Location identification items
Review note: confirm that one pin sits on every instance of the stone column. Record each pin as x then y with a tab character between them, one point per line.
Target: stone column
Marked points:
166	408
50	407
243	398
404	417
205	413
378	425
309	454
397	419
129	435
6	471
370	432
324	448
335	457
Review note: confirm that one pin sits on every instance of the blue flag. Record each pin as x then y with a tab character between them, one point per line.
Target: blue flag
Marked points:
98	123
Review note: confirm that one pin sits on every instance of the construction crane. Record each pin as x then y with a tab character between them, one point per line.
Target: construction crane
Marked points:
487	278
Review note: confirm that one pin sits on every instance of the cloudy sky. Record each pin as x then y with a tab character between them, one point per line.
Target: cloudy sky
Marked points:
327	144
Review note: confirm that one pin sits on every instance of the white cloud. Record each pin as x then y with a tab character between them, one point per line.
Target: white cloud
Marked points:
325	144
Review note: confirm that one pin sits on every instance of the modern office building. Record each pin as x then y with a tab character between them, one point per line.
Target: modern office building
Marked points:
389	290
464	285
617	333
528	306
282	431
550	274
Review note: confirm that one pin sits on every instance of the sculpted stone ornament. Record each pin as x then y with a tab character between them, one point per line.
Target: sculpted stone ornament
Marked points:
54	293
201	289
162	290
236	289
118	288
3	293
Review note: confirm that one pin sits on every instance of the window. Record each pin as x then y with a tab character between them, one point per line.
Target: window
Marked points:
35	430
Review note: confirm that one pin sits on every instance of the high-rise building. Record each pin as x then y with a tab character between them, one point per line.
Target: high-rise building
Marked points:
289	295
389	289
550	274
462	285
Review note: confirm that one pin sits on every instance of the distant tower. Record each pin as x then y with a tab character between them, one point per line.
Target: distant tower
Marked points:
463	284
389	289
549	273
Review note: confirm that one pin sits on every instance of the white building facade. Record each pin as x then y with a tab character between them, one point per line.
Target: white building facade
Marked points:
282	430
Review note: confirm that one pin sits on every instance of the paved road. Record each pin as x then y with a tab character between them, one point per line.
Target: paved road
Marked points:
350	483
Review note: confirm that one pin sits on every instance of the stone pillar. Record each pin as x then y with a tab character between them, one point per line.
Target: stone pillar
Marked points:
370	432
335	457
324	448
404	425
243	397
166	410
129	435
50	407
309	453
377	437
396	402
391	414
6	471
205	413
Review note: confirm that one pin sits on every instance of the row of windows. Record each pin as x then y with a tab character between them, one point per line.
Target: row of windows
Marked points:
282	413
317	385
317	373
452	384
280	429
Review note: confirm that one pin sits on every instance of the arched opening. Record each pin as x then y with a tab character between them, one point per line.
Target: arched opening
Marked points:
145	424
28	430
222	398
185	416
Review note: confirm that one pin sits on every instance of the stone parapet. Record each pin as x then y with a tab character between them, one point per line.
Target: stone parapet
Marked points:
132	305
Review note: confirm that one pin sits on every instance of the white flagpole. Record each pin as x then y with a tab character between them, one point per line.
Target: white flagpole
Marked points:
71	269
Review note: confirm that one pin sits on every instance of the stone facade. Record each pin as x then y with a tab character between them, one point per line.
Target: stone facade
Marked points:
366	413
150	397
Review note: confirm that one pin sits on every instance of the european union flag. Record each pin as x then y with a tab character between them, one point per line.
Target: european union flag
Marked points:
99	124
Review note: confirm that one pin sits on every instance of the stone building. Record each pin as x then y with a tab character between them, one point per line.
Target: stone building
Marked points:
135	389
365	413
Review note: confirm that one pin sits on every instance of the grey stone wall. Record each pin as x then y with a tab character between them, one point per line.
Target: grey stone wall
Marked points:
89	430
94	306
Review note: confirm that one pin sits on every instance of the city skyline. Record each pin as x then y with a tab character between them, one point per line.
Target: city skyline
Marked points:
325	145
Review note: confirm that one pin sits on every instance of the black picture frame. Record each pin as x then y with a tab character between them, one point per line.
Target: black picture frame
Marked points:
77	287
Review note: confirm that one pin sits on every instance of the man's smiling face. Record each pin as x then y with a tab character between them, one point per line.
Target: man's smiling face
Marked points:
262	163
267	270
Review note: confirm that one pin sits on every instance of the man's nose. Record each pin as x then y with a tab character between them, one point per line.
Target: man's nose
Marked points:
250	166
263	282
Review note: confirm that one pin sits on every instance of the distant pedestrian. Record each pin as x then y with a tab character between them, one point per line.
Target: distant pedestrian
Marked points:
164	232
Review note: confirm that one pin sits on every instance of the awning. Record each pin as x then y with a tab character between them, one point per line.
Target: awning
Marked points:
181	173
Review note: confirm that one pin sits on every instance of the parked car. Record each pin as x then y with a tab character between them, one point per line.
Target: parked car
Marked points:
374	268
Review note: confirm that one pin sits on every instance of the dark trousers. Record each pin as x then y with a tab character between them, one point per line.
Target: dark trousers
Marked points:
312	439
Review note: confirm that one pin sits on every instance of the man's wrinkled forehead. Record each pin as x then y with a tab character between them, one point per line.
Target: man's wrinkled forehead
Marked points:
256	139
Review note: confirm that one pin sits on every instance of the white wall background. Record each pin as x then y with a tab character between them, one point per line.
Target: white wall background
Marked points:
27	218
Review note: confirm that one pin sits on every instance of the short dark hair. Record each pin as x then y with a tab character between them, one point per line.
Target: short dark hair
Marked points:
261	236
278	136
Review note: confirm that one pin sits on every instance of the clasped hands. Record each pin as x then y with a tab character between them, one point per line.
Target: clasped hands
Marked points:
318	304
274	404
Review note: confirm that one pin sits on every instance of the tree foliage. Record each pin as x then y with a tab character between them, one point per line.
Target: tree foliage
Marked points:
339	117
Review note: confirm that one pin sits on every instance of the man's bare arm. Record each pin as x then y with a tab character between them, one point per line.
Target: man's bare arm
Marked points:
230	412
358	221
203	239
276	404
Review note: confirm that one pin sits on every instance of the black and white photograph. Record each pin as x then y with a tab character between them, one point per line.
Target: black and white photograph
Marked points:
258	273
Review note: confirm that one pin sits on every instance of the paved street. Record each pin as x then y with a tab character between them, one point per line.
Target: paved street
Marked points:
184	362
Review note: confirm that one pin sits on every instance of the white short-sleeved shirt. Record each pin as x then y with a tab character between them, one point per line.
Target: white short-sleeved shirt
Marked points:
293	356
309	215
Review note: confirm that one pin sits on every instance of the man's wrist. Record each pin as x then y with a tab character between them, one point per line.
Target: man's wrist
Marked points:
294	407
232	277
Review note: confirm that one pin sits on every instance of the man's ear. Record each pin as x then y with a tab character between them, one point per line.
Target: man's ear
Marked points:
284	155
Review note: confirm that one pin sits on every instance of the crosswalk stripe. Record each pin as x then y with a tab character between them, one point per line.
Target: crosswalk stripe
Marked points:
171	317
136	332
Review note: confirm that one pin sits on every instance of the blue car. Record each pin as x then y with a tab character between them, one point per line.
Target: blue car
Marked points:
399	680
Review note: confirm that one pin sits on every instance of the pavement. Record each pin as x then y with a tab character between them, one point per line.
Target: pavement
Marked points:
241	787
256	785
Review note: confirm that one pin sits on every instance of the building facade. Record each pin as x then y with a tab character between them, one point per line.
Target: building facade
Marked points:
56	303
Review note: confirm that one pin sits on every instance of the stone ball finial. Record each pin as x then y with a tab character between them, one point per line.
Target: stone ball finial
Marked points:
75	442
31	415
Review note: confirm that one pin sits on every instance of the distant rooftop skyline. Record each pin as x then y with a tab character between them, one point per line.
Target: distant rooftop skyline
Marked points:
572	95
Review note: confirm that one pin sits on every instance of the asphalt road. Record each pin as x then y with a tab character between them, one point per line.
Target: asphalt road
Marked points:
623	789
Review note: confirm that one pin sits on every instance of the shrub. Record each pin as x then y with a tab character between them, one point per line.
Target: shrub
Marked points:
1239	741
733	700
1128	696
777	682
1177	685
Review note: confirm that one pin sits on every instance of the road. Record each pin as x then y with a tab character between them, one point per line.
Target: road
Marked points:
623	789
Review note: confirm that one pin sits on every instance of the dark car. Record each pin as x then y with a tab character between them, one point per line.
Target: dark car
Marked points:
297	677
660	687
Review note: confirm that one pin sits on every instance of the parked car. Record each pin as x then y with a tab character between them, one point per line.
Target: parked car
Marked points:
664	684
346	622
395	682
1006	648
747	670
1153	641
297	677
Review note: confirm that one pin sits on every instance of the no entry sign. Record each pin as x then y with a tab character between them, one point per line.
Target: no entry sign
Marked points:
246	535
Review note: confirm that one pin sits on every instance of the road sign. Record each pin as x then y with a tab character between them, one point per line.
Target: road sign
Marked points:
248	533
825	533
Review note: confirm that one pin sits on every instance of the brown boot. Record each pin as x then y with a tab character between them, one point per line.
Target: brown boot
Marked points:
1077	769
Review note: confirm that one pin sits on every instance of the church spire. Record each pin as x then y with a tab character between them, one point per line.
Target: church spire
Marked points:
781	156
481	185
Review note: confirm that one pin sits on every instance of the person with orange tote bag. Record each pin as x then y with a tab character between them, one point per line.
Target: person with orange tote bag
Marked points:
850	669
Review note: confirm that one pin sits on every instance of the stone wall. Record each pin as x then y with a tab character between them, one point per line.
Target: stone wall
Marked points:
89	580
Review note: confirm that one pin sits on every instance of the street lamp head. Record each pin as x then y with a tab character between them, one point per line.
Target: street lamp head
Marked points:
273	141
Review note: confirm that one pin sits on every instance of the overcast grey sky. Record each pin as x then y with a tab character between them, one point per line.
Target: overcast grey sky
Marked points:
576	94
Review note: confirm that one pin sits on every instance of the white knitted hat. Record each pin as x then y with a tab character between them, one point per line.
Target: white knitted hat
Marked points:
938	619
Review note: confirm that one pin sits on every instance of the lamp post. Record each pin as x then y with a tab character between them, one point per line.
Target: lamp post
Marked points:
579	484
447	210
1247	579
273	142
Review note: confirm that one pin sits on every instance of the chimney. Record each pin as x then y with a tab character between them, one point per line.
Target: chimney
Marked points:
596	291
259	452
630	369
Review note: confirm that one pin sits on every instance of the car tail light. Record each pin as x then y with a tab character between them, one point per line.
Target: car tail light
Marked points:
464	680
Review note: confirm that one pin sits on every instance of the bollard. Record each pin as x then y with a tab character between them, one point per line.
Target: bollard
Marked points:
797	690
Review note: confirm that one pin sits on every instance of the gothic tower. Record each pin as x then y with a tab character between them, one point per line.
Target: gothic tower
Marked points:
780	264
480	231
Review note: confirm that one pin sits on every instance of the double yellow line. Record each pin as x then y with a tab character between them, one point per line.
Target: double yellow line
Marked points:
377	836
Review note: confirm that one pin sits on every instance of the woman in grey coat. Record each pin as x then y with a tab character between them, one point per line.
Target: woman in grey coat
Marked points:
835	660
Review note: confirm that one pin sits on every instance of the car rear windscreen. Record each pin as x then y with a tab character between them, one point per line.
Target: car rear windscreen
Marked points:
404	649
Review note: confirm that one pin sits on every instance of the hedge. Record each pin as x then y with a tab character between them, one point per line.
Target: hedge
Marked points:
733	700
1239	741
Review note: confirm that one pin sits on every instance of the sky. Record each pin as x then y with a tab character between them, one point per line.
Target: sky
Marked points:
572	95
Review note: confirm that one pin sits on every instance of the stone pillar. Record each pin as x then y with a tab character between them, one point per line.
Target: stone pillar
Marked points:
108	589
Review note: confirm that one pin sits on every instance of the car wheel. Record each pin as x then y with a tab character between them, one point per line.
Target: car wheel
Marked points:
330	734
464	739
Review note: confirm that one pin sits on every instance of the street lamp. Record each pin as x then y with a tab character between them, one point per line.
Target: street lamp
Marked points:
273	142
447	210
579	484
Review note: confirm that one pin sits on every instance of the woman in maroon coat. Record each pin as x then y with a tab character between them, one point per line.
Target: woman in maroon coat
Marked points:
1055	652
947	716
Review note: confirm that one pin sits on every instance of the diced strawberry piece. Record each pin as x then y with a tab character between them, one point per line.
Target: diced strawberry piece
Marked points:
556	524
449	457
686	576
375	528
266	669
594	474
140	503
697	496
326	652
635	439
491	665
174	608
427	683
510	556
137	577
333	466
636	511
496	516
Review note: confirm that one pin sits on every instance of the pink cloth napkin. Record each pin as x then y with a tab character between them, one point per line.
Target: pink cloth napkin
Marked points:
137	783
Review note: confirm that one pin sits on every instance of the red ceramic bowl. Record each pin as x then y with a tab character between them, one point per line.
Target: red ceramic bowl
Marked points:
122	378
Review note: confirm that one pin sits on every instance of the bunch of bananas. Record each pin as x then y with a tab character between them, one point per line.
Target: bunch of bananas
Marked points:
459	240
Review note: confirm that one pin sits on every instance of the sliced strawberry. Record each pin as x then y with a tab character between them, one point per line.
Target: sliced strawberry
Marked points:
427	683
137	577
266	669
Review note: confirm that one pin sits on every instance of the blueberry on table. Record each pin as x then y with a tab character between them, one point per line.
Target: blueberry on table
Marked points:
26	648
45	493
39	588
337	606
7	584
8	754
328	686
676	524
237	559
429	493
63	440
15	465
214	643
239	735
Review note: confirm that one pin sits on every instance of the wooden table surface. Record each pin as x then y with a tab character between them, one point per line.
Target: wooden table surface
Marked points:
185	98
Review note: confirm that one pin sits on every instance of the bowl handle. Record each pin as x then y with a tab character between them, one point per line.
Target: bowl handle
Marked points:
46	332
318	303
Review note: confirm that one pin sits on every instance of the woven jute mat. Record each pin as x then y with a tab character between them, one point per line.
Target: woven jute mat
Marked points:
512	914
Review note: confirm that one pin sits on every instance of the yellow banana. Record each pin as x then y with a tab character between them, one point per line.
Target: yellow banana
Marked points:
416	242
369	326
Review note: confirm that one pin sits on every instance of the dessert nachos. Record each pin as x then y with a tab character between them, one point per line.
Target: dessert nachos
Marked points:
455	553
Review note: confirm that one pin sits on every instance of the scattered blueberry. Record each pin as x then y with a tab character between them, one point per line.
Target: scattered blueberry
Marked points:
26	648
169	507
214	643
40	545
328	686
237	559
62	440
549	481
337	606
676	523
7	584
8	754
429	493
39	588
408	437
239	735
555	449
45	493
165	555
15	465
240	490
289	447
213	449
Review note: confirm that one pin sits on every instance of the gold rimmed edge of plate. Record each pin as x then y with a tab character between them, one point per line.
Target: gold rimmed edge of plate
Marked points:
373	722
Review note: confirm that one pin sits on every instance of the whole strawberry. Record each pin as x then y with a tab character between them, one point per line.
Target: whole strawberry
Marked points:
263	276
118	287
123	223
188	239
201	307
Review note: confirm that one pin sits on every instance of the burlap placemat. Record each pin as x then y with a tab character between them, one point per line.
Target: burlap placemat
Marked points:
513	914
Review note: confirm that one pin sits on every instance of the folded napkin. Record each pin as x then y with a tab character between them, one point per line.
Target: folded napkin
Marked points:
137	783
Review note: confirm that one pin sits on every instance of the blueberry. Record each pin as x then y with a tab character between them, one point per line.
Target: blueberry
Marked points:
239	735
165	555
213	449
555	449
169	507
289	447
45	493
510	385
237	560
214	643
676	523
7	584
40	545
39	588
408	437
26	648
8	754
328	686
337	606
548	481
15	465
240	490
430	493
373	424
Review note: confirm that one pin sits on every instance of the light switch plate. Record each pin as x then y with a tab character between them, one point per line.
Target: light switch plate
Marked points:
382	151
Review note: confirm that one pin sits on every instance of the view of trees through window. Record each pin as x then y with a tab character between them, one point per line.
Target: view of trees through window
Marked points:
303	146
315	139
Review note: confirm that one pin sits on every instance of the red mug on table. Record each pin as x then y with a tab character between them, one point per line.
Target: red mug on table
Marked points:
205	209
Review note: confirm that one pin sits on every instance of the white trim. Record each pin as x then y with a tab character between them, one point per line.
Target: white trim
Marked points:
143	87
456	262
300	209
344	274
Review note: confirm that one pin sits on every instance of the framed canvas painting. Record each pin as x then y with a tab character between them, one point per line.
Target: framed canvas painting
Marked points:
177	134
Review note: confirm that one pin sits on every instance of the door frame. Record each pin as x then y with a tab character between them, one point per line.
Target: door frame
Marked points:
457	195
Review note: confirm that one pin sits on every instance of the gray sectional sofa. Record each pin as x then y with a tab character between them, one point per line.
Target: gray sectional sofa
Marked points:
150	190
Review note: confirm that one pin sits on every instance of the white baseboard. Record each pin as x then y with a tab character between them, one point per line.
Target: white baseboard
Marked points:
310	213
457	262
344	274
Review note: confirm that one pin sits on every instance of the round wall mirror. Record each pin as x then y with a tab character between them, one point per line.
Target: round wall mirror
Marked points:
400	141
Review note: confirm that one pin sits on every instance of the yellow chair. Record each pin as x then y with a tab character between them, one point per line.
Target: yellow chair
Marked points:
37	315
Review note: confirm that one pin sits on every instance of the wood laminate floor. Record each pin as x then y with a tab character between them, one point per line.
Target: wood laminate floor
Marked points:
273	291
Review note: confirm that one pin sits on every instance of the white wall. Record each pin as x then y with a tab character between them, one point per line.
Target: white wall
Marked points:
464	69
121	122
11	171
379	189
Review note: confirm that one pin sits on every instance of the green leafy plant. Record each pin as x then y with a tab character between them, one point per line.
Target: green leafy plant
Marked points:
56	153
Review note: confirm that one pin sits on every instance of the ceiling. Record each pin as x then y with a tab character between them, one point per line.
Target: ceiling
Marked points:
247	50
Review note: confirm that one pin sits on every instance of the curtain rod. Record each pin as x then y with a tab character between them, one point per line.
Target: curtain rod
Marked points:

### WORK REQUIRED
Can you render the lines from the one containing "of the ceiling." through the end of the items, inclusive, as a Markdown table with the columns Row and Item line, leaving out any blank lines?

### EXPECTED OUTPUT
| Row | Item line |
|---|---|
| 1 | Review note: confirm that one pin sits on every instance of the ceiling. Record each pin as x then y with a tab character between them, one point per line. |
| 2 | Target: ceiling |
| 3 | Marked points: |
| 4 | 247	50 |
| 5 | Review note: confirm that one pin sits on every instance of the curtain rod. Record each pin as x then y with a tab character between them, one point per line. |
| 6 | Target: curtain rod |
| 7 | Marked points: |